WORK TO DO:
Arrange the lines of the records below as a JSON list of strings, one string per line and with blank lines omitted. Begin at the line containing "Target: multi-story white building" and continue through the end of the records.

(Labeled outlines of areas)
Start
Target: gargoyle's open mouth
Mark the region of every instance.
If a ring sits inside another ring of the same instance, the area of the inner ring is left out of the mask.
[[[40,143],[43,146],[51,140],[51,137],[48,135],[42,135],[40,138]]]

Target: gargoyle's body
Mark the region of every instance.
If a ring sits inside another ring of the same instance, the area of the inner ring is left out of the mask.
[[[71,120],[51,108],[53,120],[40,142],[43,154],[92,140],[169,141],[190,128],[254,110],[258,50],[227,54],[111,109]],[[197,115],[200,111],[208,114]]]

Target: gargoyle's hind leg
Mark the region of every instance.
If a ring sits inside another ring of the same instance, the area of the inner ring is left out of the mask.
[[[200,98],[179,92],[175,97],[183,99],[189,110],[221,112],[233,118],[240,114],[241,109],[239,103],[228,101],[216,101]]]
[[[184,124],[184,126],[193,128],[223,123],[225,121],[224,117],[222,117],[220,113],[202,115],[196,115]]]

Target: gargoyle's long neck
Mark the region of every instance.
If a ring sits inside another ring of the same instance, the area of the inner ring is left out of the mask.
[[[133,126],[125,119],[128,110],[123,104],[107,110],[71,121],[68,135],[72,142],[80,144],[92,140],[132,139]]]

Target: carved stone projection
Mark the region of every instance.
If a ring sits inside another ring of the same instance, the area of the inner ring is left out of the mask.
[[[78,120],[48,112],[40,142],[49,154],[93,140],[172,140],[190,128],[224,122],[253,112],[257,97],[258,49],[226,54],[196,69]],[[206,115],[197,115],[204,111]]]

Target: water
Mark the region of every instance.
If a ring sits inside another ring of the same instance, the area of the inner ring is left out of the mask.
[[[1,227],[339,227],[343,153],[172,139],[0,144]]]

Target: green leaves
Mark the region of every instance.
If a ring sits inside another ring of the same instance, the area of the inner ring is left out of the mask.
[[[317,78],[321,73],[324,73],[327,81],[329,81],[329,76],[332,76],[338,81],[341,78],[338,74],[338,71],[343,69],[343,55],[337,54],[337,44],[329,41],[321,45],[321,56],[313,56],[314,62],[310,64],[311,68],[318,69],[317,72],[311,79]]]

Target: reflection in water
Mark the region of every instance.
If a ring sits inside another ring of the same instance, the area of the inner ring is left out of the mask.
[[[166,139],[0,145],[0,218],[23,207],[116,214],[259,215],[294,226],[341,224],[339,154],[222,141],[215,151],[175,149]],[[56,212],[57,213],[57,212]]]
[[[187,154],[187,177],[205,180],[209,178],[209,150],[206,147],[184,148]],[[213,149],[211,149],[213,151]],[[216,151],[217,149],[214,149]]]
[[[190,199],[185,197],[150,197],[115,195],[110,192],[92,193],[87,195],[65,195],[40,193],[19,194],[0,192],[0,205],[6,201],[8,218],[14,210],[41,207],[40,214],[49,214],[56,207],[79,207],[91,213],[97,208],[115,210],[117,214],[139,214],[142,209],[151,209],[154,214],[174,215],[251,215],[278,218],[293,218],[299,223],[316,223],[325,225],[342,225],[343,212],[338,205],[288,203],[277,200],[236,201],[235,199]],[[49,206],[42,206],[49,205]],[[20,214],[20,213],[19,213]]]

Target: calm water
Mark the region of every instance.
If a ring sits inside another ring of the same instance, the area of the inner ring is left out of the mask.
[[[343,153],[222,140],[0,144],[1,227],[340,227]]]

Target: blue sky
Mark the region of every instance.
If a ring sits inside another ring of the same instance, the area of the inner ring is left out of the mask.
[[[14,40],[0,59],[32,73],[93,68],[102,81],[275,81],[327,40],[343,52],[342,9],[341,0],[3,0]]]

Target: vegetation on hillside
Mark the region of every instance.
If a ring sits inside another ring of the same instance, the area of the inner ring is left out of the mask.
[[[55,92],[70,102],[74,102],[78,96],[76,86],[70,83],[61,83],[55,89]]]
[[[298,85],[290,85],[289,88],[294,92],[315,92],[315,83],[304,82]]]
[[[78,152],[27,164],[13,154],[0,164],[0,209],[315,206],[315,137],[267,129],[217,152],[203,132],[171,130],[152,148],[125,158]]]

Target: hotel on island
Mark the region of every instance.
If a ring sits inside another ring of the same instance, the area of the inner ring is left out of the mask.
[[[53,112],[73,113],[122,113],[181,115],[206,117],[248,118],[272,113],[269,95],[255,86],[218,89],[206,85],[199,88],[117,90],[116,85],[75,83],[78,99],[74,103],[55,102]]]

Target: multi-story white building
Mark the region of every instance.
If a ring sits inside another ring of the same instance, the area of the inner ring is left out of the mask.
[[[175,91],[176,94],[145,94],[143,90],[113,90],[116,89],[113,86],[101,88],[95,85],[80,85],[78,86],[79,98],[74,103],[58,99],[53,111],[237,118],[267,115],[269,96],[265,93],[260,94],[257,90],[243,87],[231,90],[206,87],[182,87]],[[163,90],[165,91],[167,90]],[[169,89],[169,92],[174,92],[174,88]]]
End
COMPLETE OUTPUT:
[
  "Target: multi-story white building",
  "Mark the region of every instance.",
  "If a ring sits inside another ring of the same instance, the area of the inner ring is left out of the mask.",
  "[[[175,91],[176,94],[145,94],[143,90],[113,90],[116,89],[113,86],[101,88],[95,85],[80,85],[78,86],[79,98],[74,103],[58,99],[53,111],[237,118],[267,115],[269,96],[265,93],[260,94],[257,90],[243,87],[231,90],[206,87],[182,87]],[[163,90],[165,91],[167,90]],[[169,89],[169,92],[174,92],[174,88]]]"
]